_Short task_
Copy the data exactly as it appears, and do not include any pictures.

_Exercise input_

-*-*-

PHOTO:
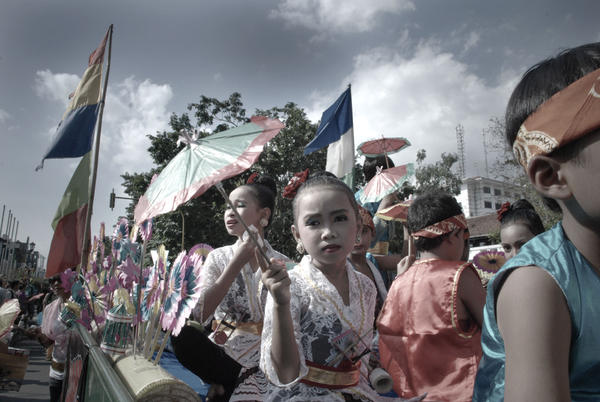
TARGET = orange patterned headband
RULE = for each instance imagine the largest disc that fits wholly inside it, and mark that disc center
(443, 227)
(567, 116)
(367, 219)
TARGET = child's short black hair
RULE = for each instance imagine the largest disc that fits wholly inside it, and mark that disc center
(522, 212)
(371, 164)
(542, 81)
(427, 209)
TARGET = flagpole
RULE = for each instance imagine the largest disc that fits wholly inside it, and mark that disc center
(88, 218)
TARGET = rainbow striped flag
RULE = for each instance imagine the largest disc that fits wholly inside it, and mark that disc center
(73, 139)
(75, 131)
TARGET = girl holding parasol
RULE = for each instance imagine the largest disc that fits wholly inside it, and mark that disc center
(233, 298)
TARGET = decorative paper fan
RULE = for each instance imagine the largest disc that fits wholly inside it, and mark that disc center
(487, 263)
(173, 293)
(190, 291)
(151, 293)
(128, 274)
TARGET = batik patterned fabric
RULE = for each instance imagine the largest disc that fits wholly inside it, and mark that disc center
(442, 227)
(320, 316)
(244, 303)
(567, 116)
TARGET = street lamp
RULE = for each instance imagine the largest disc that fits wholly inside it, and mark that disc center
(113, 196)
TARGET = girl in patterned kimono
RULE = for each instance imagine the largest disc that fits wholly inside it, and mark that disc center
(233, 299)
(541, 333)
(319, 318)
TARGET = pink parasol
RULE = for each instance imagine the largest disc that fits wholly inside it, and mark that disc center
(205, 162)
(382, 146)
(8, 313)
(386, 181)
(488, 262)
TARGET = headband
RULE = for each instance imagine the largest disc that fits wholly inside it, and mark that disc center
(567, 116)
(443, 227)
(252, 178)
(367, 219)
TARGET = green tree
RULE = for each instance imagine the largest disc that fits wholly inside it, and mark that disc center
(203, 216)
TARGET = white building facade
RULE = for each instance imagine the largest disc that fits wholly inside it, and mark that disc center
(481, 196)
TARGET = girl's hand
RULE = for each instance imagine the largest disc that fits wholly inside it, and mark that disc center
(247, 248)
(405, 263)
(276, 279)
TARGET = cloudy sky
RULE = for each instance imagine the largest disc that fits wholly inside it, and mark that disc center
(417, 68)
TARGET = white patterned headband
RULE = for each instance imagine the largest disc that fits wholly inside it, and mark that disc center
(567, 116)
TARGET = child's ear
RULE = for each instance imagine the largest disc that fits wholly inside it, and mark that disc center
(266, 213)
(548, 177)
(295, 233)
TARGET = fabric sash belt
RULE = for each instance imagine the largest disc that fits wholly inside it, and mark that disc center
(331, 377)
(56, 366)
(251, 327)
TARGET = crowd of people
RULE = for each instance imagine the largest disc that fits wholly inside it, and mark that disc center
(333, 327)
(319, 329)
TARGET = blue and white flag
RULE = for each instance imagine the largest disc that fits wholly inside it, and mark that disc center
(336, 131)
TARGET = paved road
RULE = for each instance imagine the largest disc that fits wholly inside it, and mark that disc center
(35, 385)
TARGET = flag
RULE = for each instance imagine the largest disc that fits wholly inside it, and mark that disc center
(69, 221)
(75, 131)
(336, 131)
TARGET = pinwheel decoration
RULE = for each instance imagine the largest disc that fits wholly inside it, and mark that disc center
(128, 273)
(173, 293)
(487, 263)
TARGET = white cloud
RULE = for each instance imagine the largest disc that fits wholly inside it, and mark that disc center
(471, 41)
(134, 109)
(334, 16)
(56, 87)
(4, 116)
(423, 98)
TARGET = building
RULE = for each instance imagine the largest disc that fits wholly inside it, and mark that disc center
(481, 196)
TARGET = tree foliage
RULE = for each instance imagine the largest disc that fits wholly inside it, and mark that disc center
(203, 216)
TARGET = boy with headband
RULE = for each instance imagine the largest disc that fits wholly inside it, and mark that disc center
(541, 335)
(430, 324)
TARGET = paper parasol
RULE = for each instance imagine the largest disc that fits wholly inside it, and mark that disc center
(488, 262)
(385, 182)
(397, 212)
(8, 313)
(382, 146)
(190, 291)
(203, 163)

-*-*-

_Exercise result_
PHOTO:
TARGET = orange patterned headband
RULE = for each instance imagine the largest disc that fits wholly inside it, and mark that disc center
(443, 227)
(567, 116)
(367, 219)
TARGET = child's short black hair
RULE = for each instance imagine the largest disc that fits wholly inside it, and mark that disc center
(522, 212)
(371, 164)
(542, 81)
(427, 209)
TARGET = flagpole
RULE = for each instance imagine the largest disc that fits wholly inside it, and mark that disc center
(88, 218)
TARGET = rainbow striped flag
RULE = for each instance imagine the largest disc that fits wholly inside it, and mark that disc center
(73, 139)
(75, 131)
TARGET = girl holding parasol
RULE = for each instance imagine the largest disc that fits wholly inside it, and mark that disc center
(233, 298)
TARGET = decorative paper fan
RULE = for each instance imagine the largest disc that fits wholly inside it, and mark that disc center
(487, 263)
(173, 293)
(190, 291)
(151, 293)
(128, 274)
TARGET = batik patterned fabric
RULE = for each instance imagine the largest disc that fits wholly inside it, and mark that disc center
(442, 227)
(320, 316)
(244, 303)
(567, 116)
TARGET = street lamp
RULE = for each instance imagine the largest disc that fits wholly inside it, and mark that disc center
(113, 196)
TARGET = girl in patterned kimono
RULE = for each instance imagine the largest disc that fits wholly inside it, and mark that disc center
(233, 299)
(541, 333)
(319, 318)
TARGET = pink parasol
RULE = for each instance imagine the largest disc that fits wholly inside it, and mark that disc center
(205, 162)
(382, 146)
(8, 313)
(386, 181)
(488, 262)
TARGET = headband
RULE = for each instance imagine the largest disc that fits wholly inside it, and mark that disc center
(567, 116)
(443, 227)
(252, 178)
(367, 219)
TARGET = green tree
RULE = for each instance imagine the largest disc that fits wholly inside it, and mark that disc center
(203, 216)
TARGET = white building facade
RULE = for each instance imagine the largest disc that fits wholly inside it, and mark that disc center
(481, 196)
TARGET = girl's hand
RULE = for each instance imagine the largest disc that fits wholly inside it, and mark that disc center
(247, 248)
(405, 263)
(276, 279)
TARGET = cloudy sky
RULE = for each instance imagine the largest disc that fits wholly inside it, and mark that disc center
(417, 68)
TARGET = white patterned headband
RULE = for each instance imagine the largest disc that fits wholly inside it, and mark that disc center
(567, 116)
TARGET = child's ear
RULE = for each instance imagine the largest disc that fits wholly inside it, and mark that disc center
(266, 213)
(548, 177)
(295, 233)
TARGET = fabric sash belt
RULE = for each instance imagine the largest disc that fits wholly inside it, and mark that disc center
(331, 377)
(56, 366)
(251, 327)
TARGET = crowd of people
RULE = for each instance imagine the largest disc that fits wholly inside it, and mark that disc center
(333, 327)
(319, 329)
TARGET = blue and white flag
RULE = for each instance imagine the largest disc that fits wholly inside it, and mark that disc center
(336, 131)
TARGET = paved road
RULE = for each instance imagine the largest disc that fits wholly inside it, and mark that disc center
(35, 385)
TARGET = flag
RULE = for each instance imagine the largest disc that fits wholly inside it, and mark that disc center
(69, 221)
(75, 131)
(336, 131)
TARGET = pinwheel decoration
RULE = for each instance imagine the largest disc that fits wholly inside it, and mark that disc center
(128, 273)
(173, 293)
(487, 263)
TARGET = white cloud
RULE = for each instance imagine the largest disc that fits wholly inside it, and mark that disc center
(471, 41)
(134, 109)
(334, 16)
(56, 87)
(4, 116)
(423, 98)
TARGET = building
RULE = for each instance imagine the largest disc that fits wholly inside it, and mark that disc center
(481, 196)
TARGET = tree foliage
RULE = for each instance imagine the largest disc that fits wholly inside it, and mark that disc center
(203, 216)
TARGET = boy with headband
RULE = for each instance imagine the largest disc that fits wholly inside it, and mark that disc center
(541, 335)
(430, 324)
TARGET = paper parasol
RULE = for each instance imagine the largest disc that fits wholly inside it, and mark that disc center
(488, 262)
(385, 182)
(397, 212)
(8, 313)
(382, 146)
(190, 291)
(203, 163)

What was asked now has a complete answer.